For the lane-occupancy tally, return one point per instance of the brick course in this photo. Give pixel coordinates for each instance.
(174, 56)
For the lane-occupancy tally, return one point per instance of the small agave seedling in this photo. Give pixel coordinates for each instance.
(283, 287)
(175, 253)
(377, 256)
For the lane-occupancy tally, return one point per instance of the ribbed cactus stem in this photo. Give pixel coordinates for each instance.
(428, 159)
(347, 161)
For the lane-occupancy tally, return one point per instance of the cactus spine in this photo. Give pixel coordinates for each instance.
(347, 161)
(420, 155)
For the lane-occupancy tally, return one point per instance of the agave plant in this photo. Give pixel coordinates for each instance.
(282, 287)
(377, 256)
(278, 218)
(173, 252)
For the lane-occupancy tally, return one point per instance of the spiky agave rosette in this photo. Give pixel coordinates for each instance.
--------
Instructions for the task
Please repeat each entry exactly as written.

Task solution
For the lane-occupancy tally, return one point per instance of the brick course in this photo. Give pixel coordinates for each instance.
(174, 56)
For the lane-occupancy tally, return one point per instance of the small agave seedling in this photo. Give pixel coordinates for each instance.
(283, 287)
(175, 253)
(377, 256)
For the lane-occupancy tally, return one point per instance of the ribbed cactus stem in this photo. Give pixel coordinates for each instance.
(428, 159)
(347, 161)
For the lane-occupancy tally, return one point per instance of the cactus spine in this photo. Give pixel coordinates for each instance.
(347, 161)
(420, 155)
For the lane-occupancy tally, return one point per instance of the agave plant in this photo. Give pixel coordinates for each instance.
(282, 287)
(377, 256)
(278, 218)
(173, 252)
For the lane-occupancy tally, return one point per instance of the spiky agave rosette in this photo. Give pixel coordinates for each instance.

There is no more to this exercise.